[EXERCISE DATA]
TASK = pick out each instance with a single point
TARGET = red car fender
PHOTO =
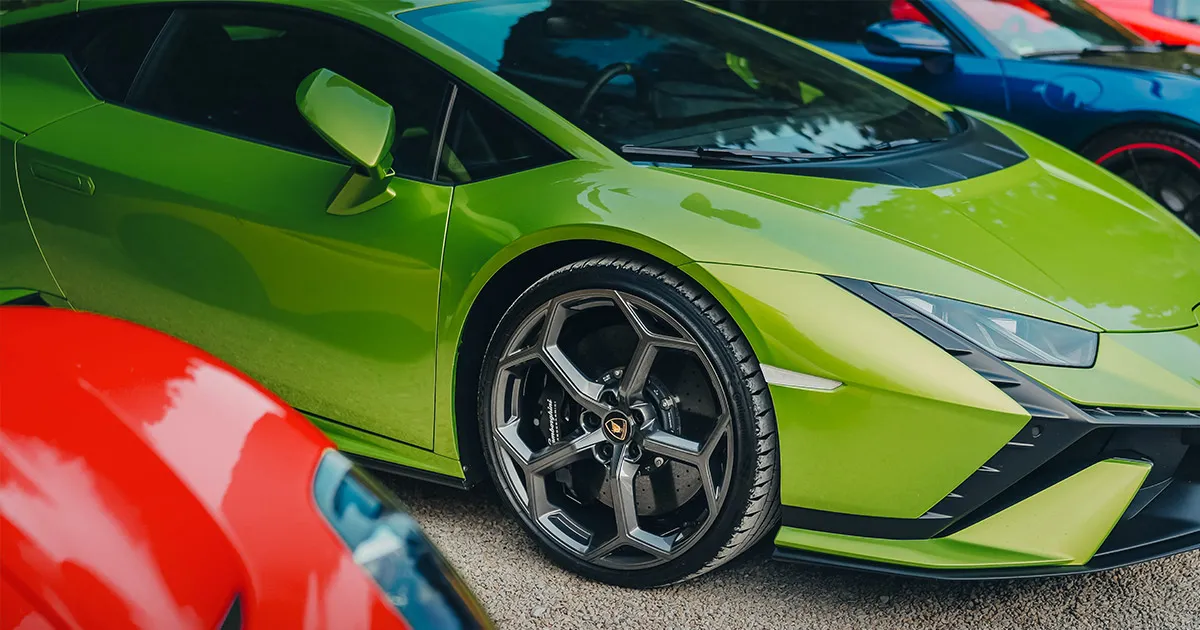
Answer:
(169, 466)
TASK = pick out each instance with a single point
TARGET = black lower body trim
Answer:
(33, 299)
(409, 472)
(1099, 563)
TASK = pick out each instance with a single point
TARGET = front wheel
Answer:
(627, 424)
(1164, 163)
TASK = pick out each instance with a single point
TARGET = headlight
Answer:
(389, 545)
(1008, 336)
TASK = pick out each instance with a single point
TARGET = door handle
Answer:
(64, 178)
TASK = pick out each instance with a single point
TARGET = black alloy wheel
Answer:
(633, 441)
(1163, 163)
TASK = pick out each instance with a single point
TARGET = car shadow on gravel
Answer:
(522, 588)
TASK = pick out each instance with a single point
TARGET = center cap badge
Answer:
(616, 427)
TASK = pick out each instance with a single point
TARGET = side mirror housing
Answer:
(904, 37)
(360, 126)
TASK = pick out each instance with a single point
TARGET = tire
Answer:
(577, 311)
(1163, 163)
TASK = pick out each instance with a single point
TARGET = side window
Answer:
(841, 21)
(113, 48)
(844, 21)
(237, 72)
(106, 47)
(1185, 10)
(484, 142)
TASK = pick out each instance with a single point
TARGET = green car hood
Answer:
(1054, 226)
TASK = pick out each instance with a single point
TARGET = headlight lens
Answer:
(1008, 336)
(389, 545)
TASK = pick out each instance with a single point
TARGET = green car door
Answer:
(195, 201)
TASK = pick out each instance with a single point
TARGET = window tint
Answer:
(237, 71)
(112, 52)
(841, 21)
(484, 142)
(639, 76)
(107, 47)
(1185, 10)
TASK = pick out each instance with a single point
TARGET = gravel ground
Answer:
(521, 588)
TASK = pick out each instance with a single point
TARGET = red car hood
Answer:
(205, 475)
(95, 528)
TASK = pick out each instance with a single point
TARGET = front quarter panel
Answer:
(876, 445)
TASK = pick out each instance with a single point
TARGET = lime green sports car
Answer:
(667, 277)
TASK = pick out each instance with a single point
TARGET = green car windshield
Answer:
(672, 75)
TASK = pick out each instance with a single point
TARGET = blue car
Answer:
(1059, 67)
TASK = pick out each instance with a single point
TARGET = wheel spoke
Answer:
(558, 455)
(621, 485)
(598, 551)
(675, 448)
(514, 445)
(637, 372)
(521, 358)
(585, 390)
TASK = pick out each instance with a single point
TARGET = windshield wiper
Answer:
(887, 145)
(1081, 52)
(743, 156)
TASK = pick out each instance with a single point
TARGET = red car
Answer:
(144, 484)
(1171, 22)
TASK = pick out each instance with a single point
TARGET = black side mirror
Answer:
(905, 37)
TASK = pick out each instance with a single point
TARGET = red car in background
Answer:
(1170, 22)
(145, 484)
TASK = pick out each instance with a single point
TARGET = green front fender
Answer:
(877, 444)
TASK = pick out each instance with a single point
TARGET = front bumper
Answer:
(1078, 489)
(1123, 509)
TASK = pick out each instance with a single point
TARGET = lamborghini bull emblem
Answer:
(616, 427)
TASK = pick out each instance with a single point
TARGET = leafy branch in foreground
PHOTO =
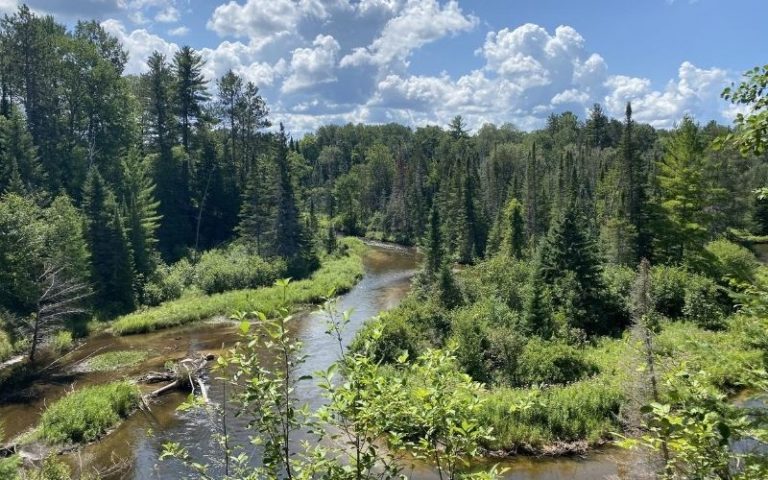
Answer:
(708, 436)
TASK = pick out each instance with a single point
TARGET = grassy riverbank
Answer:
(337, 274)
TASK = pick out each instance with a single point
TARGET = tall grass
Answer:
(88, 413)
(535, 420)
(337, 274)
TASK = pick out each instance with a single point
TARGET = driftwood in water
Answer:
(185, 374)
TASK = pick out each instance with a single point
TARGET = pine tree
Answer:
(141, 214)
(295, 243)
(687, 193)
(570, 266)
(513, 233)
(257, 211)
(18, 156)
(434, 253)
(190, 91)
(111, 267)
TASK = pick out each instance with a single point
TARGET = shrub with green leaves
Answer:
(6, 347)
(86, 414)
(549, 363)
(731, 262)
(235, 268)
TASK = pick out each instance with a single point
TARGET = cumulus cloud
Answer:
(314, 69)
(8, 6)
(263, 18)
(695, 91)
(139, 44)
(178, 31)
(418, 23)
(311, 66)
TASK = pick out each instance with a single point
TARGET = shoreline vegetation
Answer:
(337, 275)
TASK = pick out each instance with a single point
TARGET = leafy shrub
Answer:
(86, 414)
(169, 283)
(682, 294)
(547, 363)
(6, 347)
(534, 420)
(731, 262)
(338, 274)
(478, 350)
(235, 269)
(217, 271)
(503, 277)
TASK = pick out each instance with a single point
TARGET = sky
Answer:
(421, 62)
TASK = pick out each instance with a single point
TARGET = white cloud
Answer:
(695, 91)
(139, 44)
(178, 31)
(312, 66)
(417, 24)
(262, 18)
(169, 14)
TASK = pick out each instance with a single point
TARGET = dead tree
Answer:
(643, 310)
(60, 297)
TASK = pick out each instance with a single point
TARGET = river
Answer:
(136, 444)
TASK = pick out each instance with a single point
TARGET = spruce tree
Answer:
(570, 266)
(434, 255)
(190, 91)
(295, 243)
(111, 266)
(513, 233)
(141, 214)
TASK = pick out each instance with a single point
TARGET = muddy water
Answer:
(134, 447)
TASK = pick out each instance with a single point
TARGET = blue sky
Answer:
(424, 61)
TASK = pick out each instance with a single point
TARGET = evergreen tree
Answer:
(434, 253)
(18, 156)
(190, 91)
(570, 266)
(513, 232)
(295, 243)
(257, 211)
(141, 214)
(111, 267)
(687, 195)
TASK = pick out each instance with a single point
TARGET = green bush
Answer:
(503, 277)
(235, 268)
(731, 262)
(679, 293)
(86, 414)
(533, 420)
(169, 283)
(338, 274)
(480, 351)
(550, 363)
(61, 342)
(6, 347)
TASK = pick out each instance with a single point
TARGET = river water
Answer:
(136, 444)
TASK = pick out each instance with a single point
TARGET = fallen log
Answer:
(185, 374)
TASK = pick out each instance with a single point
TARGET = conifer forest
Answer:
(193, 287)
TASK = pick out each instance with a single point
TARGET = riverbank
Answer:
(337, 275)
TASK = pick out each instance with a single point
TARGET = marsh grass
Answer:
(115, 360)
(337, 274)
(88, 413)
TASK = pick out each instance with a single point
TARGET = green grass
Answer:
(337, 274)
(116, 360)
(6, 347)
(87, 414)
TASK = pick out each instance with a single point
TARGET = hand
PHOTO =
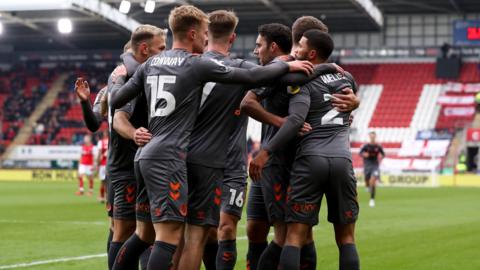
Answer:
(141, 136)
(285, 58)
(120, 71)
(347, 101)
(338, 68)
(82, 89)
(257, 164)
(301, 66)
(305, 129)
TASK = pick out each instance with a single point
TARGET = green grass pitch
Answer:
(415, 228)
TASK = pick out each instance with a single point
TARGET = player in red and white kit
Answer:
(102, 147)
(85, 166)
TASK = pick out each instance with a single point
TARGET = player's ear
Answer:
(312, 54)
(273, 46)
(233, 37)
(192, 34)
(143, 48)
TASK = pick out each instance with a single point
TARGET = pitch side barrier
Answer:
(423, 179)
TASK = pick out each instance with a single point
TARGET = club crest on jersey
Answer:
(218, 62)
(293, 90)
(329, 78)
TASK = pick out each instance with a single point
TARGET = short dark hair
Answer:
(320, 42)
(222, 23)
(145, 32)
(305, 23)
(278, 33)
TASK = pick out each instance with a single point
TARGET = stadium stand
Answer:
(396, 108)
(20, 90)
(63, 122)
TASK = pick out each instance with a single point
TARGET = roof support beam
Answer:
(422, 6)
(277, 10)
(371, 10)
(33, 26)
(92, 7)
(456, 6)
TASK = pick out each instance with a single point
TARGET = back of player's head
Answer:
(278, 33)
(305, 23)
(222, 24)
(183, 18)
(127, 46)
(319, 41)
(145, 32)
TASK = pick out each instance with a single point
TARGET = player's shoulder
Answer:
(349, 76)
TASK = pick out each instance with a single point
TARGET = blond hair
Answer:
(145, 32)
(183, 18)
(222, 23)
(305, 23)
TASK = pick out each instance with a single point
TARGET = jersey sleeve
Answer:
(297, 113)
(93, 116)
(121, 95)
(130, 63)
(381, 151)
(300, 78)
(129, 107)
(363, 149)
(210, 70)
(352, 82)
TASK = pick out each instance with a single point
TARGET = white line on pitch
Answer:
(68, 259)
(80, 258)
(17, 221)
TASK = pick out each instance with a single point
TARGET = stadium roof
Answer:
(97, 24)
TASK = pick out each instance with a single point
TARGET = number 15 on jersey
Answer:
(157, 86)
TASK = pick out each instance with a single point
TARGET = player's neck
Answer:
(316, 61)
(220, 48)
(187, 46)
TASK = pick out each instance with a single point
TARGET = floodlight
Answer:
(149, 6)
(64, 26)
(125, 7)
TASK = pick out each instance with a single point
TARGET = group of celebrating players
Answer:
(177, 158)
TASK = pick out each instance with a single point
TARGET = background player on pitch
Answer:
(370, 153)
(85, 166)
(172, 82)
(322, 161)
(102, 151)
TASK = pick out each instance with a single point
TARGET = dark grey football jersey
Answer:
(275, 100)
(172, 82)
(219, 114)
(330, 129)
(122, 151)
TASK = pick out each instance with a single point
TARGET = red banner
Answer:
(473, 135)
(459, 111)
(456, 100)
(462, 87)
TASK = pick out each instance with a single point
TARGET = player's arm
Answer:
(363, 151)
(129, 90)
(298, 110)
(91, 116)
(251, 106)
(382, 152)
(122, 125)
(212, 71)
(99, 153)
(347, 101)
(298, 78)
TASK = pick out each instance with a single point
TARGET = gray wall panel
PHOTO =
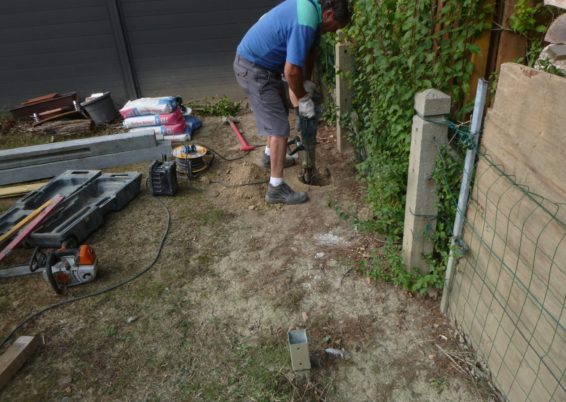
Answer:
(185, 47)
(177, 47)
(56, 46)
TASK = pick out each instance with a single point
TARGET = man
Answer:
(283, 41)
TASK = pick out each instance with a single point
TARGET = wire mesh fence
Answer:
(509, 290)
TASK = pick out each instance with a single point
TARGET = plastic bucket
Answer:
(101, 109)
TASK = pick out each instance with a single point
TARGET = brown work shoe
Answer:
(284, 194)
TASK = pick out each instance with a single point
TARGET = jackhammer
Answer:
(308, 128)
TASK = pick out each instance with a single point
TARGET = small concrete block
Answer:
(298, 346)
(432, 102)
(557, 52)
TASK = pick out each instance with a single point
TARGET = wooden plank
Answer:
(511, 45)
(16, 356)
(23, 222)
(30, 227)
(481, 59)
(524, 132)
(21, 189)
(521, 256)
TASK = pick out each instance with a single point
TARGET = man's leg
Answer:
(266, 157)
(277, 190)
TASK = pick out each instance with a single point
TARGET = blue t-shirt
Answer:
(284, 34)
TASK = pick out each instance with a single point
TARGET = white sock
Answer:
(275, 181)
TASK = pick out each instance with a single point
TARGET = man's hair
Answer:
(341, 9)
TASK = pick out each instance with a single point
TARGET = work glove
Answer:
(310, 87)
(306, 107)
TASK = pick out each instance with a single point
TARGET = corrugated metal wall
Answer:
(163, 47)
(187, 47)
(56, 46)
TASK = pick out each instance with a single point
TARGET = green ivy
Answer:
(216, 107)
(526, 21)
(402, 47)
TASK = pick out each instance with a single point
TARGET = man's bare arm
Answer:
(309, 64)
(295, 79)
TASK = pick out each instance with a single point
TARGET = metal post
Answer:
[/EXERCISE DATA]
| TO DO |
From the top of the listing above, repeat each line exactly until you reach the line containing "TARGET = center cap badge", and repeat that one too. Leave the pictures out.

| ANSWER TO THIS PROBLEM |
TASK = pick out each instance with a single point
TARGET = red car fender
PHOTO =
Answer:
(169, 466)
TASK = pick out each instance with a single point
TARGET = black lower body trim
Answer:
(33, 299)
(409, 472)
(1099, 563)
TASK = pick out each instance with a single point
TARGET = front wheel
Answer:
(627, 424)
(1164, 163)
TASK = pick out each instance with a single point
TARGET = headlight
Answer:
(389, 545)
(1008, 336)
TASK = pick out each instance with a single point
TARGET = door handle
Answer:
(64, 178)
TASK = pick out each instance with a single point
TARGET = black alloy wheel
Answer:
(633, 441)
(1163, 163)
TASK = pick out each instance with a single point
TARGET = car shadow on gravel
Answer:
(522, 588)
TASK = pick out each instance with a single point
TARGET = center cap badge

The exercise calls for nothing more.